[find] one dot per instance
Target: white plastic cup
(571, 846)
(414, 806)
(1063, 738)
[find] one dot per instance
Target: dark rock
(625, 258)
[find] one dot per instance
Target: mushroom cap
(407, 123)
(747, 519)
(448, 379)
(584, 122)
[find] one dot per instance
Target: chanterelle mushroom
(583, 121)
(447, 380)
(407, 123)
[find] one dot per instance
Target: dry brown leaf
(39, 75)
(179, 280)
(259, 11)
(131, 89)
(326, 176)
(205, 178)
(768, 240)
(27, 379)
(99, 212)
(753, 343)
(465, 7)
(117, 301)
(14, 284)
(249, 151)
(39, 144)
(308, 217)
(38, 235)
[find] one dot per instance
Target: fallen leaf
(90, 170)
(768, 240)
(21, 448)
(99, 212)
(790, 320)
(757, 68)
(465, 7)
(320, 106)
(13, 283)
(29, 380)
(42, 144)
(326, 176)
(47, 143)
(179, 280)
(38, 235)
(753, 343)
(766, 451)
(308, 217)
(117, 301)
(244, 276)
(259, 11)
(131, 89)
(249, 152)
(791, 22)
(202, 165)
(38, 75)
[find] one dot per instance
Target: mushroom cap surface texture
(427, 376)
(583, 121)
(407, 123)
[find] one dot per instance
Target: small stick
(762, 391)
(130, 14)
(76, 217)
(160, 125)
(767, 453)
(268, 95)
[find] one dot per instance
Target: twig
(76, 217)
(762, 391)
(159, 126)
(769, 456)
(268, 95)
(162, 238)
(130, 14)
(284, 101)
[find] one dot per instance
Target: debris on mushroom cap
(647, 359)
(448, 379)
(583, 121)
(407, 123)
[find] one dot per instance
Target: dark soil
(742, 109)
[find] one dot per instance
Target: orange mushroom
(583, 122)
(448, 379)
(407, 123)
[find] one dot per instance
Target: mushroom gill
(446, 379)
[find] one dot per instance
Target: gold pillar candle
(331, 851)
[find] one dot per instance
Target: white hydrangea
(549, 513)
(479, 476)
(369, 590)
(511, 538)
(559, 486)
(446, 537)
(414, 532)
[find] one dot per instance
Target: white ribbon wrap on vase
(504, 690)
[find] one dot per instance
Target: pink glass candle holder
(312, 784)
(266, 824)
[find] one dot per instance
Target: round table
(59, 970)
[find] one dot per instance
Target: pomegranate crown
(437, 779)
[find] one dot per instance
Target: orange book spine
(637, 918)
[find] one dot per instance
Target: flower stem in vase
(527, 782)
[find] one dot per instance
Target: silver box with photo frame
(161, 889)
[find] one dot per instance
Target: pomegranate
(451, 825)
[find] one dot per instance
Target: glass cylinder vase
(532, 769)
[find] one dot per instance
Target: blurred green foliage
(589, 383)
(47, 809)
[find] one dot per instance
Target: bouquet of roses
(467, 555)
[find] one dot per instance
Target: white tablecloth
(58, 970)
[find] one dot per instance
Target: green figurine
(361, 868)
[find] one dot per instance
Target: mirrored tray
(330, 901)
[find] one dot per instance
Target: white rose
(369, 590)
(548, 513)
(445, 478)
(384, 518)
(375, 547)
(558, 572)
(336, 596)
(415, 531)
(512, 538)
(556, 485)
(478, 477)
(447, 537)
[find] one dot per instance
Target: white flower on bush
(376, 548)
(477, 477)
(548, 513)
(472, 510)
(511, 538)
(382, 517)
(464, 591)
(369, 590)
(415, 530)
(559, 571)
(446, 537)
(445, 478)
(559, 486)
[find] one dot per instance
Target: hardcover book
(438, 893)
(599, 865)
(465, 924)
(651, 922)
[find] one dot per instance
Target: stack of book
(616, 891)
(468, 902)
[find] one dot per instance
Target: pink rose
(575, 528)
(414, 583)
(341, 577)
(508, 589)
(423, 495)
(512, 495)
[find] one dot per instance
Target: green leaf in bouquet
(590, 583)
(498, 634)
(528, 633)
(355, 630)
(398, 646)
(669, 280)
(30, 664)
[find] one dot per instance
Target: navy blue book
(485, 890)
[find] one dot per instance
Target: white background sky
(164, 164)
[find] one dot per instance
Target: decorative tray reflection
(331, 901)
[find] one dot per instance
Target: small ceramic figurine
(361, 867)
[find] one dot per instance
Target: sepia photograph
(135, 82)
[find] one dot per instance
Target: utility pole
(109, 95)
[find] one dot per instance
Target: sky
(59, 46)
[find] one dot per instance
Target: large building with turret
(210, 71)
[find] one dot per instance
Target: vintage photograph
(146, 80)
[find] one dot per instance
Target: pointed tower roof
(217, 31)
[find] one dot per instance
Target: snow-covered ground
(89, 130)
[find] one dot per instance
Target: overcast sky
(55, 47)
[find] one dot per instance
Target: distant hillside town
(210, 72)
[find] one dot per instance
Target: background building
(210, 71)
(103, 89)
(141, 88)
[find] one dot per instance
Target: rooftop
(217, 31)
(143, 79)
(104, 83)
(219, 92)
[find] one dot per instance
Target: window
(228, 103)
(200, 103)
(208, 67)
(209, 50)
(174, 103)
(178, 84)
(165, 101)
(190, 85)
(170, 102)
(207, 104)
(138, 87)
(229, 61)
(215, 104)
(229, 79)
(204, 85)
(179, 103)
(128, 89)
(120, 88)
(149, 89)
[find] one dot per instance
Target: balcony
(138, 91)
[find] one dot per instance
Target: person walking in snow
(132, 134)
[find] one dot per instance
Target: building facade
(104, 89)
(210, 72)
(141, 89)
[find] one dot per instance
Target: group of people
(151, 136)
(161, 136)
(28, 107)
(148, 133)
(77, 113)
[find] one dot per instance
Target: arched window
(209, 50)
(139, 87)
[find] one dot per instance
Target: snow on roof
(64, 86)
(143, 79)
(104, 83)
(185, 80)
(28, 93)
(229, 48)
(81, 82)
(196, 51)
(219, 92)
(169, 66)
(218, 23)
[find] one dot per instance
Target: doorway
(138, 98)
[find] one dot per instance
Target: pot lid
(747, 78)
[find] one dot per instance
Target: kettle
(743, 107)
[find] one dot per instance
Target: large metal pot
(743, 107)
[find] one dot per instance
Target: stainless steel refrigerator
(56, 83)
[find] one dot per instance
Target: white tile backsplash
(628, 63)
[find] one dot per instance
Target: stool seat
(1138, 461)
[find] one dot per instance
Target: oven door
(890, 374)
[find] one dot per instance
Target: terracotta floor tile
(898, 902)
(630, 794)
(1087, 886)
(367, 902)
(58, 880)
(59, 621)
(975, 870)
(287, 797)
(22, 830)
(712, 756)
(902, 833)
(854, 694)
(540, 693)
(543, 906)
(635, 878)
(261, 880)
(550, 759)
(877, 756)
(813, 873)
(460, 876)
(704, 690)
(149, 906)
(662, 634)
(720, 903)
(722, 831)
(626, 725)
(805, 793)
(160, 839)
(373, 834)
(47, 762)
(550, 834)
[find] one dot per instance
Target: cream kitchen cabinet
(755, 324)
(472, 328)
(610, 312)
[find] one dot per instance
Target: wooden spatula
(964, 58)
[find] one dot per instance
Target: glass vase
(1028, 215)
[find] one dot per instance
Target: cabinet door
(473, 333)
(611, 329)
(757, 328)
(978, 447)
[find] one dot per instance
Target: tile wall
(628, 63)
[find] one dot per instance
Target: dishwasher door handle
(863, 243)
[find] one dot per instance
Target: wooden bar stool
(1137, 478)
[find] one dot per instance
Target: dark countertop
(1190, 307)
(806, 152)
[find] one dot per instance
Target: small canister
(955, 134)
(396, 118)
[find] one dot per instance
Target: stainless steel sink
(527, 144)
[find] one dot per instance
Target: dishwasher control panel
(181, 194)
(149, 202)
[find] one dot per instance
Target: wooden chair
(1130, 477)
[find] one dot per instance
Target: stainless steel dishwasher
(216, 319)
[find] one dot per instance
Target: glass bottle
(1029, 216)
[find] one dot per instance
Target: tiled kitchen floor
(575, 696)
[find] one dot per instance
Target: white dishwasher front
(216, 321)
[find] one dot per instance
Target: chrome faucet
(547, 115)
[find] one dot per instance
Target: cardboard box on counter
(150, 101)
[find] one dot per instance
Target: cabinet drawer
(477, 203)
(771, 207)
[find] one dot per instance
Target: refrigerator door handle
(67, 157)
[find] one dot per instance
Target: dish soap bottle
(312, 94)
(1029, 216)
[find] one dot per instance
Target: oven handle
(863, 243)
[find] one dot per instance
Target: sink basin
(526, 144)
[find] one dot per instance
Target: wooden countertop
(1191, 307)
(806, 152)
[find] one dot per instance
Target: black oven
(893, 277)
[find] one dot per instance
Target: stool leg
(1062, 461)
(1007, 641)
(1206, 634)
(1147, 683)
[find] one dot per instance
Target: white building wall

· · · · · · ·

* The problem: The response should consist only of the lines from the one containing "Target: stool leg" to the end of the material above, both included.

* Answer:
Target: stool leg
(1062, 461)
(1007, 641)
(1206, 634)
(1147, 683)
[find] one dot per instance
Target: white building wall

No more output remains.